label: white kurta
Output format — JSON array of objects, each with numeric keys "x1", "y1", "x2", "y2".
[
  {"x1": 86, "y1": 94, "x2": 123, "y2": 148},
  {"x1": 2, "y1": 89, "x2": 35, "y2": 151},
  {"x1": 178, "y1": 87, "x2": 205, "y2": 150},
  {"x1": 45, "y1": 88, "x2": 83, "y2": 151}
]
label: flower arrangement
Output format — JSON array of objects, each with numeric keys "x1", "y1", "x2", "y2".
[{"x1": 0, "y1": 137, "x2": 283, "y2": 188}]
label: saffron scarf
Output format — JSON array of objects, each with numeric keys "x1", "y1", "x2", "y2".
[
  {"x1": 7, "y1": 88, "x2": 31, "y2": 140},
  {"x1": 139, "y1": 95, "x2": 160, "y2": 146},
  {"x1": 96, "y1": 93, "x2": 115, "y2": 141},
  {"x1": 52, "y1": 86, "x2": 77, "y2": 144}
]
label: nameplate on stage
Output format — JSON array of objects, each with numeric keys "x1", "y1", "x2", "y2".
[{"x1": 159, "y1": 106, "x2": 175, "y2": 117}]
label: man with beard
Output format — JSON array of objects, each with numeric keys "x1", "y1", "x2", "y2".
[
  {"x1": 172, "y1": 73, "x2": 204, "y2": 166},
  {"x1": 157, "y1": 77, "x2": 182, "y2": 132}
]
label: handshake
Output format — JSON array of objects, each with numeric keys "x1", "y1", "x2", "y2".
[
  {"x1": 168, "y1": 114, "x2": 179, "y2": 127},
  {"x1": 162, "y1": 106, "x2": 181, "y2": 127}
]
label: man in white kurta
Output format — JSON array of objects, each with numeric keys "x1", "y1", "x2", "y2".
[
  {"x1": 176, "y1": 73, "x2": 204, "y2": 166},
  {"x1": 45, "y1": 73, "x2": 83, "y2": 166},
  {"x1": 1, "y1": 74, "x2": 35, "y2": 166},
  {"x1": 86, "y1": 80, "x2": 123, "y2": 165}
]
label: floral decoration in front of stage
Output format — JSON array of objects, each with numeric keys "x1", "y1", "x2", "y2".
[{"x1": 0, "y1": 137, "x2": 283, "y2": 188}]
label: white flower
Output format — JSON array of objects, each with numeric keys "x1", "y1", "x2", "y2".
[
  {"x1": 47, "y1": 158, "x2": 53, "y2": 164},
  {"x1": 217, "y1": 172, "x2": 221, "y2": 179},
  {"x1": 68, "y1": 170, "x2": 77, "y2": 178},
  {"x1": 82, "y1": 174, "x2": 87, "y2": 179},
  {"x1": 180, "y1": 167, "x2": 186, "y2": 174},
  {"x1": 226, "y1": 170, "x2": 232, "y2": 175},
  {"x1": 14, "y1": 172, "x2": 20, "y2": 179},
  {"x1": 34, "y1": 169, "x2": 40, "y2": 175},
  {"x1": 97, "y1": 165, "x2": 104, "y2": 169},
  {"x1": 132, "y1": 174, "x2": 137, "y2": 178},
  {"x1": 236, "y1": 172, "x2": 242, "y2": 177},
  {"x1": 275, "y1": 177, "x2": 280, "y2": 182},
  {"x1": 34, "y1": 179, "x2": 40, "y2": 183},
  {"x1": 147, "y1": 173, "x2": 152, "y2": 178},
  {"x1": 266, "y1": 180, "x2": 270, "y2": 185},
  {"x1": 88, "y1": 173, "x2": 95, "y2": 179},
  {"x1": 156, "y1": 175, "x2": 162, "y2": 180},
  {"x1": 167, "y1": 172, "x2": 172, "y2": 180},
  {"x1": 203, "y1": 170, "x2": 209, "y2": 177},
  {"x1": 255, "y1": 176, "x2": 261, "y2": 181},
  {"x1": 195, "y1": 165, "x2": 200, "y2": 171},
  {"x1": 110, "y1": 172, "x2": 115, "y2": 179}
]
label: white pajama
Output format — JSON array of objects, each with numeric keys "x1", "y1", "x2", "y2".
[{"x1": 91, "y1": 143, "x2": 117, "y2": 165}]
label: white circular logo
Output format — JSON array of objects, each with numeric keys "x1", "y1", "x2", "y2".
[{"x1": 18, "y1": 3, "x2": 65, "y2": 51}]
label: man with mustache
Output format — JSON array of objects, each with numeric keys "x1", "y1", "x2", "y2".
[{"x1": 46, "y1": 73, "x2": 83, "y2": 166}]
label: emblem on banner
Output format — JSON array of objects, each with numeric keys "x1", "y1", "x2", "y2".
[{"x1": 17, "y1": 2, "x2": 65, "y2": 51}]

### ASSIGNMENT
Repeat exactly the lines from the first line of the records above through the line containing "label: white flower", both included, and nothing else.

### ANSWER BELOW
label: white kurta
Output format — JSON array of objects, each with numeric keys "x1", "y1", "x2", "y2".
[
  {"x1": 86, "y1": 94, "x2": 123, "y2": 148},
  {"x1": 2, "y1": 89, "x2": 35, "y2": 151},
  {"x1": 178, "y1": 87, "x2": 205, "y2": 150},
  {"x1": 45, "y1": 88, "x2": 83, "y2": 151}
]
label: flower arrangement
Output format — JSON array of objects, each with numeric keys "x1", "y1", "x2", "y2".
[{"x1": 0, "y1": 137, "x2": 283, "y2": 188}]
label: saffron scarf
Output format — JSON array of objects, each with numeric keys "x1", "y1", "x2", "y2".
[
  {"x1": 7, "y1": 88, "x2": 31, "y2": 140},
  {"x1": 139, "y1": 95, "x2": 160, "y2": 146},
  {"x1": 96, "y1": 93, "x2": 115, "y2": 141},
  {"x1": 52, "y1": 86, "x2": 77, "y2": 144}
]
label: nameplate on stage
Output format — JSON array of objects, each with numeric keys "x1", "y1", "x2", "y2".
[{"x1": 159, "y1": 106, "x2": 175, "y2": 117}]
label: man with beard
Output format — JSON array of objects, each with numeric keys "x1", "y1", "x2", "y2".
[
  {"x1": 172, "y1": 73, "x2": 204, "y2": 166},
  {"x1": 157, "y1": 77, "x2": 182, "y2": 132}
]
label: handshake
Output format — JSON array of objects, each with numeric keys "x1", "y1", "x2", "y2".
[
  {"x1": 168, "y1": 114, "x2": 179, "y2": 127},
  {"x1": 162, "y1": 106, "x2": 181, "y2": 127}
]
label: man in white kurta
Output format — JSON array of objects, each with numeric keys "x1", "y1", "x2", "y2".
[
  {"x1": 176, "y1": 73, "x2": 204, "y2": 166},
  {"x1": 45, "y1": 73, "x2": 83, "y2": 166},
  {"x1": 1, "y1": 74, "x2": 35, "y2": 166},
  {"x1": 86, "y1": 80, "x2": 123, "y2": 165}
]
label: floral decoration in front of stage
Output format — JSON array of objects, each with numeric keys "x1", "y1", "x2", "y2".
[{"x1": 0, "y1": 137, "x2": 283, "y2": 188}]
label: white flower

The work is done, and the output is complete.